WHAT YOU HAVE TO DO — Whenever the word "monument" turns up in a line below, that line should be copied.

(EXTRACTED MATERIAL)

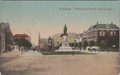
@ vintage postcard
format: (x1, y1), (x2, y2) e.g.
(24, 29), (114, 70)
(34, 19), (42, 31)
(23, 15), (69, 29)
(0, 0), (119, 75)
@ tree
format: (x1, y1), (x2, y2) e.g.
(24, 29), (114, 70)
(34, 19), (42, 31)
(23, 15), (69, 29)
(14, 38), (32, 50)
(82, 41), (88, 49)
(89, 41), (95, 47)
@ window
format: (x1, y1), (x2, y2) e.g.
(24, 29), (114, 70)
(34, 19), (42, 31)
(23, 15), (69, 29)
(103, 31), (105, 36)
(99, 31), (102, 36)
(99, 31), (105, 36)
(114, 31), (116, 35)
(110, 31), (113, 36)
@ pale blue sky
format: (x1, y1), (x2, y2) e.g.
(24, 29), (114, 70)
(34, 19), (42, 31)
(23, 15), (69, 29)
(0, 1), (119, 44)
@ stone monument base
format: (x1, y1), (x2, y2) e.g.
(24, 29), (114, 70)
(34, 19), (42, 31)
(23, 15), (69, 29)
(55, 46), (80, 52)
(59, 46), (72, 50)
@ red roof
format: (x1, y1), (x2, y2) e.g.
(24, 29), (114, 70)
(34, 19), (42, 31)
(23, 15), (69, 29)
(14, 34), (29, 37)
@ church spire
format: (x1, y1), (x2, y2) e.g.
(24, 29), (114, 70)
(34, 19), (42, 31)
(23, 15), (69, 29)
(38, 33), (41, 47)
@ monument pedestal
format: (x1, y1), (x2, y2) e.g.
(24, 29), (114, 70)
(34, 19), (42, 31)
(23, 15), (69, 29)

(End EXTRACTED MATERIAL)
(EXTRACTED MATERIAL)

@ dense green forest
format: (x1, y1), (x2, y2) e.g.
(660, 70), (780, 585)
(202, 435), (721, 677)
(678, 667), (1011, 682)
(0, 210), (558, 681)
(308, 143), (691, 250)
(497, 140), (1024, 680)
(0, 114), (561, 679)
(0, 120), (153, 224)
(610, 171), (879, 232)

(End EXTRACTED MATERIAL)
(EXTRACTED MATERIAL)

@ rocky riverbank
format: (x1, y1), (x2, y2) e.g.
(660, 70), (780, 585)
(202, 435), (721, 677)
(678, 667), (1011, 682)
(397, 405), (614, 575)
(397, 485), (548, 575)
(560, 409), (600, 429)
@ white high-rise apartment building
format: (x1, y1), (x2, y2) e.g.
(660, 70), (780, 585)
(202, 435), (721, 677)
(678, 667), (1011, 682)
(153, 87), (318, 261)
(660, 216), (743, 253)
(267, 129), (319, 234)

(End EXTRACTED MATERIAL)

RESULT OF THIS EXERCISE —
@ stone monument base
@ monument pedestal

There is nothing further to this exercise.